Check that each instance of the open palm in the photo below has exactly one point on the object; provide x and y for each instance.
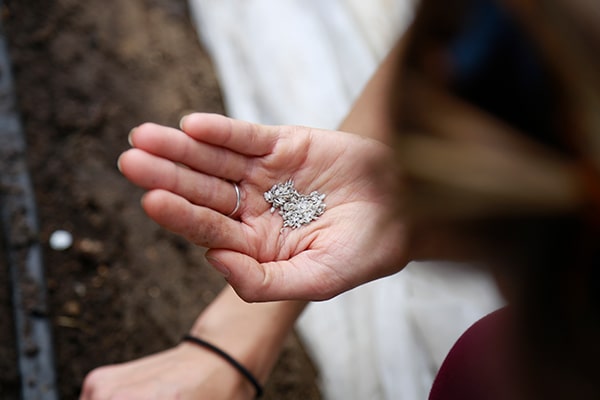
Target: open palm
(189, 172)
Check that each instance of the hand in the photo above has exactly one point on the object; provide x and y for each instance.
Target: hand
(183, 372)
(189, 173)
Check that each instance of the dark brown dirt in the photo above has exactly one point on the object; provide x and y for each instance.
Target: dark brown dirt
(85, 73)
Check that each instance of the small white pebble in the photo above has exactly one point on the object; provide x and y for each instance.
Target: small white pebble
(60, 240)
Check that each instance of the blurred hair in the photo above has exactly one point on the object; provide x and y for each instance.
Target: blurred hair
(498, 108)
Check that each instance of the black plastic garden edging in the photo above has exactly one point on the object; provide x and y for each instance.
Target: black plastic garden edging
(24, 252)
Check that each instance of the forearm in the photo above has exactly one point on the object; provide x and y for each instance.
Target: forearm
(253, 333)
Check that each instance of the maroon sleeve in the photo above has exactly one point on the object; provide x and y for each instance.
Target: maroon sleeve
(478, 365)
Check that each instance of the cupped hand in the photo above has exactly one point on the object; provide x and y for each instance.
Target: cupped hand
(188, 174)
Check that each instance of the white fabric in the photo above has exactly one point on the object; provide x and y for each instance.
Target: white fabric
(304, 62)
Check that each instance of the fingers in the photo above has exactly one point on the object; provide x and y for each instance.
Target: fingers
(200, 225)
(178, 147)
(153, 172)
(279, 280)
(240, 136)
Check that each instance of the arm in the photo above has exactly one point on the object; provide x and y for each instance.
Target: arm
(188, 371)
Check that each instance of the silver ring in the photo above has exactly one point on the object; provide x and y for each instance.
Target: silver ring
(238, 199)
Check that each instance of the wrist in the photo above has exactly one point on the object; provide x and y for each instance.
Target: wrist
(252, 334)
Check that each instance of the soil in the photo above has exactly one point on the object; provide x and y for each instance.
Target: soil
(85, 73)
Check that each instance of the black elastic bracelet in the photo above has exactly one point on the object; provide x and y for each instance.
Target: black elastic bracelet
(229, 359)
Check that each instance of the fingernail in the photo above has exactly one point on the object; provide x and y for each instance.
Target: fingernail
(181, 122)
(218, 265)
(119, 164)
(129, 138)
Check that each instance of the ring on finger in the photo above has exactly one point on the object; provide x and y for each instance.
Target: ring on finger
(238, 200)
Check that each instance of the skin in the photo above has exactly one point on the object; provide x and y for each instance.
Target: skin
(187, 371)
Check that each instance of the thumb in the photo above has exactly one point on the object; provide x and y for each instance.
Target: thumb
(257, 282)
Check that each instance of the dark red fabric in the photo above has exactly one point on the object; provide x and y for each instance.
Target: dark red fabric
(478, 365)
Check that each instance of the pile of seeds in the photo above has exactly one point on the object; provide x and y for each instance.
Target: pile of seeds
(295, 208)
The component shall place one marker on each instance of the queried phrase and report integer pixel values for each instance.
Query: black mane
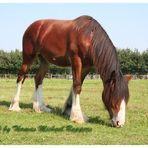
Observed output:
(103, 54)
(102, 51)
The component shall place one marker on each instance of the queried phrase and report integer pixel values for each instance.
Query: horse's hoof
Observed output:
(66, 111)
(78, 117)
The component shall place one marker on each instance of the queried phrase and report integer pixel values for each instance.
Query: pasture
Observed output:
(28, 127)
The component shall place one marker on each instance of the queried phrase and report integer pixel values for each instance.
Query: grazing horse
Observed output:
(82, 44)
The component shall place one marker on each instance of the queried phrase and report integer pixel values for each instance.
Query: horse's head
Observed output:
(115, 97)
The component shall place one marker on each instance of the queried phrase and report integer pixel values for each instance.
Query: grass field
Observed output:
(28, 127)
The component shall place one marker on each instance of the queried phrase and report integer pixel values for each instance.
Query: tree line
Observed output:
(132, 62)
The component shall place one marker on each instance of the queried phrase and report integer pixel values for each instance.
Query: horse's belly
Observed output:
(60, 61)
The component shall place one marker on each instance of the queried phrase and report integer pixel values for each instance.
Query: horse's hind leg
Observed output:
(14, 106)
(38, 104)
(68, 102)
(28, 57)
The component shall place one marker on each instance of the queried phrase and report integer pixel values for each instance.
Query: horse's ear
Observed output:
(128, 77)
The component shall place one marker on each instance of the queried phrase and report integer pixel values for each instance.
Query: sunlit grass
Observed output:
(96, 131)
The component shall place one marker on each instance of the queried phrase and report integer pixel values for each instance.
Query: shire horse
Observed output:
(82, 44)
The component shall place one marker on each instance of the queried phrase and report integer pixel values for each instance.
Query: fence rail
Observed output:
(65, 76)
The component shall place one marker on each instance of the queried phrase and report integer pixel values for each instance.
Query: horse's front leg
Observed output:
(68, 103)
(38, 104)
(76, 114)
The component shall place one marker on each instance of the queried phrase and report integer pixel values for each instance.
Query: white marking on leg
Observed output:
(38, 104)
(119, 118)
(69, 99)
(14, 106)
(76, 113)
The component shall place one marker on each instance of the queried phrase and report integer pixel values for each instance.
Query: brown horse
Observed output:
(80, 43)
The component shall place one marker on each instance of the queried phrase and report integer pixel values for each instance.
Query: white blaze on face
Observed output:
(119, 118)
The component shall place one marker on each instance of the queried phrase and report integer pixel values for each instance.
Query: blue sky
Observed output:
(126, 24)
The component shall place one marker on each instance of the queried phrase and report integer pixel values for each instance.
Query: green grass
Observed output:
(28, 127)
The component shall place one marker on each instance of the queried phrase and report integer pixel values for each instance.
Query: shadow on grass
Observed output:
(99, 121)
(58, 112)
(22, 105)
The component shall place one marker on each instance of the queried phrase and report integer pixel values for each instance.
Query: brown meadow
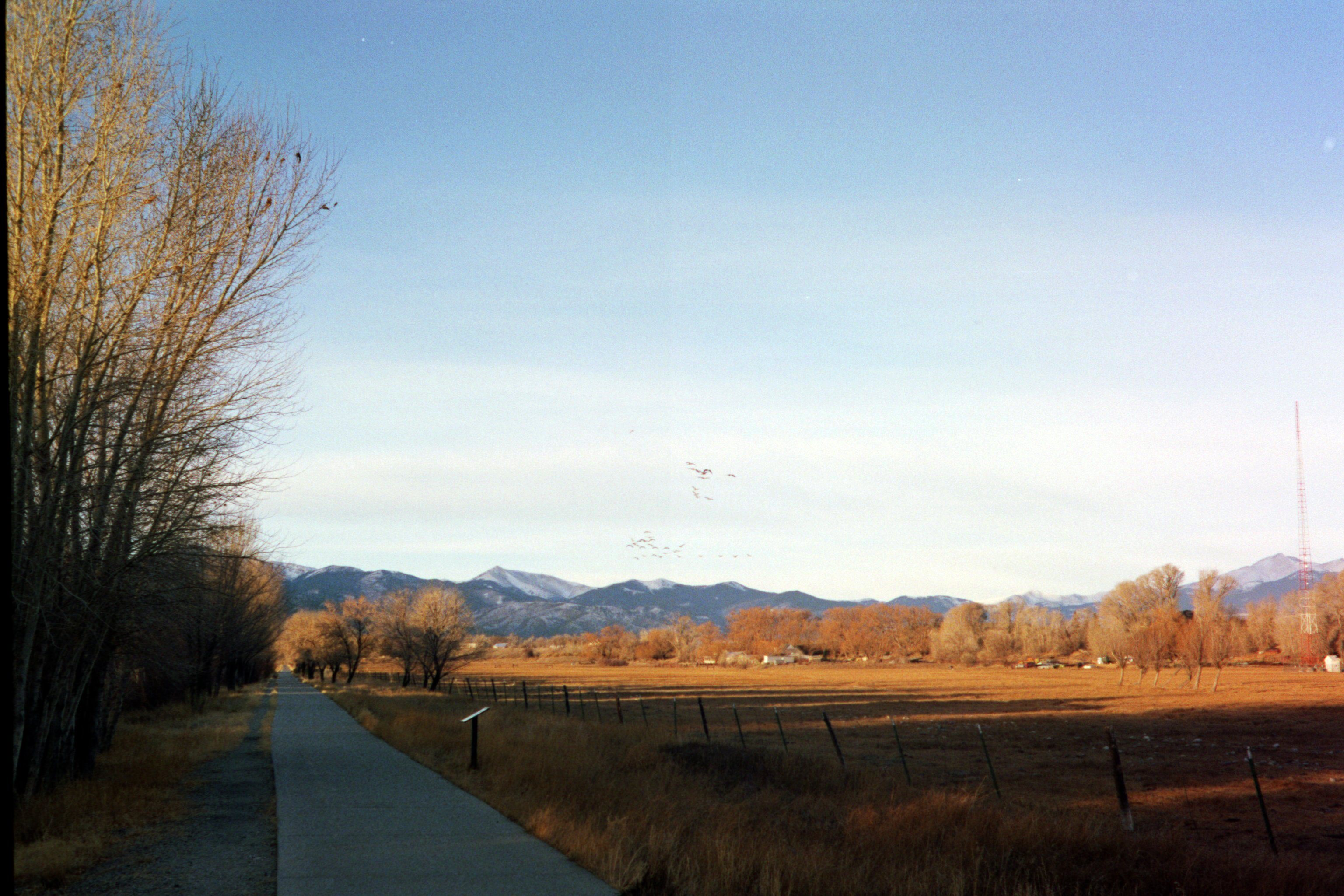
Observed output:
(137, 784)
(656, 816)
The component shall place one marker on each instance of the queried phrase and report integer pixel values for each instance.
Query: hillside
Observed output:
(538, 605)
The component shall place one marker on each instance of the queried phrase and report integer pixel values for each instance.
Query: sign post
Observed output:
(475, 718)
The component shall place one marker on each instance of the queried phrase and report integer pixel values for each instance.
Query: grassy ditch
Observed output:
(139, 782)
(659, 819)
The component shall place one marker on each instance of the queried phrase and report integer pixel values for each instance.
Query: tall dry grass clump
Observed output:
(656, 817)
(137, 782)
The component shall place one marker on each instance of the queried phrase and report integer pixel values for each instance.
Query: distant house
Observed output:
(800, 656)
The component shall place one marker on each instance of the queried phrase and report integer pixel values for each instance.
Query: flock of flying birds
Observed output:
(648, 546)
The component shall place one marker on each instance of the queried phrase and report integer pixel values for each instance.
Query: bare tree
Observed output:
(441, 623)
(154, 231)
(397, 633)
(1211, 623)
(1139, 618)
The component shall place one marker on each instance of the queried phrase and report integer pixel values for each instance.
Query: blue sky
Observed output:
(972, 299)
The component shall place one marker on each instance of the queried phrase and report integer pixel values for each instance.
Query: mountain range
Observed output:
(537, 605)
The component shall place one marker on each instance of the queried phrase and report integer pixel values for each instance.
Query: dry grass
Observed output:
(139, 782)
(656, 817)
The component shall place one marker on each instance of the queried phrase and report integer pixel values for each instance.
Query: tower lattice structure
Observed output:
(1308, 625)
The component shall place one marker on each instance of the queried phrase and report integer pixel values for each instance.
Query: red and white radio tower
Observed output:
(1308, 626)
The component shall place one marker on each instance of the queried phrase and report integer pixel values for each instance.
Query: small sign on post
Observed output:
(473, 719)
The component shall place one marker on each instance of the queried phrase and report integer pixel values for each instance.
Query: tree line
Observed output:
(155, 228)
(424, 630)
(1138, 624)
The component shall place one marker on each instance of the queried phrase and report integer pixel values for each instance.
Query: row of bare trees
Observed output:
(424, 630)
(154, 230)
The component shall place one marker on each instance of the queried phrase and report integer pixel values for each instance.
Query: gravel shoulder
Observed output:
(226, 843)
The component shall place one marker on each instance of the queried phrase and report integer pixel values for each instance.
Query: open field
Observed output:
(659, 819)
(140, 782)
(1183, 751)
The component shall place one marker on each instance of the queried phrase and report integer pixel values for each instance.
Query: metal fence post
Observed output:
(1260, 796)
(835, 742)
(988, 762)
(901, 750)
(1127, 817)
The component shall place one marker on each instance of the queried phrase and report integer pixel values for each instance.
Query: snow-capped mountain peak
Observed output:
(537, 585)
(1269, 570)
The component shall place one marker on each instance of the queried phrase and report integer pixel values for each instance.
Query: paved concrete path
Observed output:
(355, 816)
(225, 847)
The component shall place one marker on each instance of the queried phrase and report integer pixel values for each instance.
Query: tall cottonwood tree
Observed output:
(154, 231)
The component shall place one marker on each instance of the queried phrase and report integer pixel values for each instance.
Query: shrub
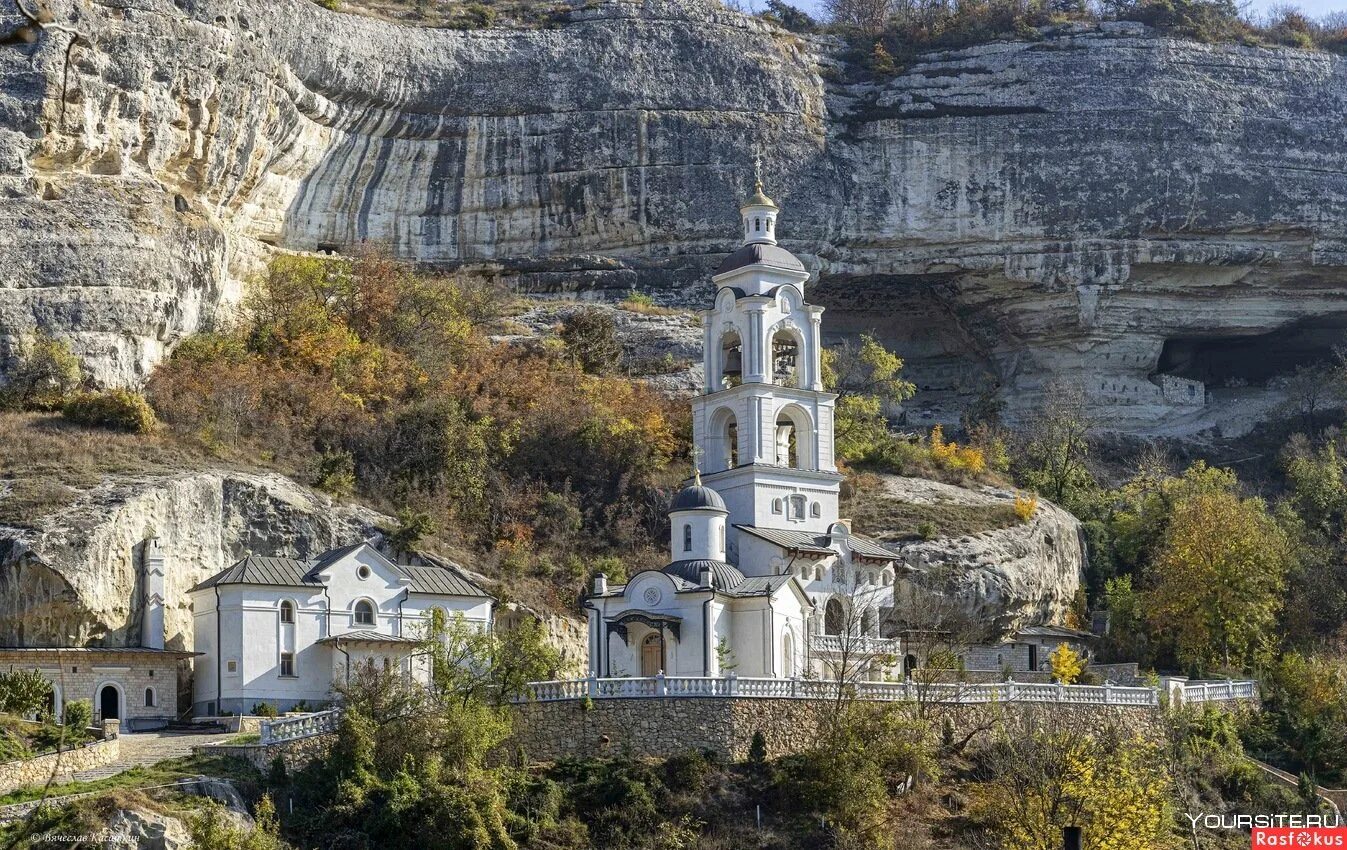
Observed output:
(46, 372)
(336, 473)
(23, 693)
(1025, 507)
(119, 410)
(590, 336)
(78, 714)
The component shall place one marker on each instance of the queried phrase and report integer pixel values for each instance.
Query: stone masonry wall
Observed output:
(662, 728)
(295, 753)
(37, 771)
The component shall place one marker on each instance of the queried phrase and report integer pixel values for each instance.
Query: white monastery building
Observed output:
(282, 631)
(763, 575)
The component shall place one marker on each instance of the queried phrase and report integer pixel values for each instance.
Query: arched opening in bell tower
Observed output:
(785, 358)
(794, 438)
(724, 443)
(730, 361)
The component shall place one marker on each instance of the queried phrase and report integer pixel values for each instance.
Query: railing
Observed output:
(303, 726)
(857, 644)
(1219, 691)
(880, 691)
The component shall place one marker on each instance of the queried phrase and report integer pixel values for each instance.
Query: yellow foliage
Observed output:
(1025, 507)
(1066, 664)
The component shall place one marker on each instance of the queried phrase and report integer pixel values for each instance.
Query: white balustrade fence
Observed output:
(881, 691)
(303, 726)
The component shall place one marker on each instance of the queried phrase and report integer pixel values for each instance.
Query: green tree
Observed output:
(590, 336)
(1055, 447)
(866, 379)
(1215, 585)
(24, 693)
(46, 372)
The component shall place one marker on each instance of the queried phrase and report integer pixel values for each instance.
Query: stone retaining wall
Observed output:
(667, 726)
(297, 753)
(37, 771)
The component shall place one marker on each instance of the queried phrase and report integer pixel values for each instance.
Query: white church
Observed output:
(764, 578)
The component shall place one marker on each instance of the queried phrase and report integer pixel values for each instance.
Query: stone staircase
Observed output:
(147, 748)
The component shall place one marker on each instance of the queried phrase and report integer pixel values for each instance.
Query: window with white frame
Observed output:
(364, 613)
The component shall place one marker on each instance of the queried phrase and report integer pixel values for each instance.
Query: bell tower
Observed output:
(764, 424)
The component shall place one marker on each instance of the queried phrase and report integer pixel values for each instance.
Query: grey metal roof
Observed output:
(759, 585)
(761, 253)
(365, 636)
(1052, 631)
(798, 540)
(868, 546)
(442, 578)
(181, 654)
(818, 544)
(698, 497)
(722, 575)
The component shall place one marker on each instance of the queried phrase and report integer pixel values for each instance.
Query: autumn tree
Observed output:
(1055, 446)
(1215, 585)
(1044, 773)
(868, 379)
(865, 15)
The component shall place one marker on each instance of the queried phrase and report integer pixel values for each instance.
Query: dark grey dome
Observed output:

**Task instructions:**
The job here is to find each line above with the word "fence" and copy it.

**Response to this task:**
Query: fence rail
Query: metal fence post
Query: white balustrade fence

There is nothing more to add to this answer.